*** Study material Section Begins ***

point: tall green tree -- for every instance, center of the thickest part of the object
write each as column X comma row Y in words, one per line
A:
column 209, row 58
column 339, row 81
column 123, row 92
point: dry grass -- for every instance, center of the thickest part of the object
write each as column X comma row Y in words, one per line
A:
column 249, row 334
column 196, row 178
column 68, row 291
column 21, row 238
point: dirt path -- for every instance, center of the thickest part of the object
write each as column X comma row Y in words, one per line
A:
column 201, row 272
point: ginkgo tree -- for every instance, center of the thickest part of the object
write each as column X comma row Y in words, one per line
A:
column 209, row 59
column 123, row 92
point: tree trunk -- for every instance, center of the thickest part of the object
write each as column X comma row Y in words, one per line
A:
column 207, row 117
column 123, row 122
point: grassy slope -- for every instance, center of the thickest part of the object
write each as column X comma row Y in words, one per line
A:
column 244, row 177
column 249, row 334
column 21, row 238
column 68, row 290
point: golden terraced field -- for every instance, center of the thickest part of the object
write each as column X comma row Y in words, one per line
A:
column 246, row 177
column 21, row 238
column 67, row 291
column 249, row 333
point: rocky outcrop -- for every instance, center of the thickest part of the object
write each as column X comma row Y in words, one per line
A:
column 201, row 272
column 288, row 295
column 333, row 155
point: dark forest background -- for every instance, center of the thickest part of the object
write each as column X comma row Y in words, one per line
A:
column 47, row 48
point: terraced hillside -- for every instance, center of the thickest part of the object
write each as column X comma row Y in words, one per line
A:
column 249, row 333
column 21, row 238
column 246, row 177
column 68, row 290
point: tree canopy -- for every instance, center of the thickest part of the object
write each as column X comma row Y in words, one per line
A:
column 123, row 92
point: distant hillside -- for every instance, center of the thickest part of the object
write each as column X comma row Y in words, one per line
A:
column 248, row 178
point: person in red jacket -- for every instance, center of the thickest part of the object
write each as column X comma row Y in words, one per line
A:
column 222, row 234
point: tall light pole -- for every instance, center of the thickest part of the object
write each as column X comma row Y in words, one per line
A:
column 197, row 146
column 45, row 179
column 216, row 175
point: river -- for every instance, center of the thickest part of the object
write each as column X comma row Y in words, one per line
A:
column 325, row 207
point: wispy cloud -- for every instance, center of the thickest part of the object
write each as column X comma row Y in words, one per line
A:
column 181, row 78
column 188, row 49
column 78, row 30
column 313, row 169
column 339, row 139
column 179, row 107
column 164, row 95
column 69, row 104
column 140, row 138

*** Study material Section Ends ***

> Assignment
Reply with nothing but the number of lines in the data above that contain "hillside".

> Written answer
2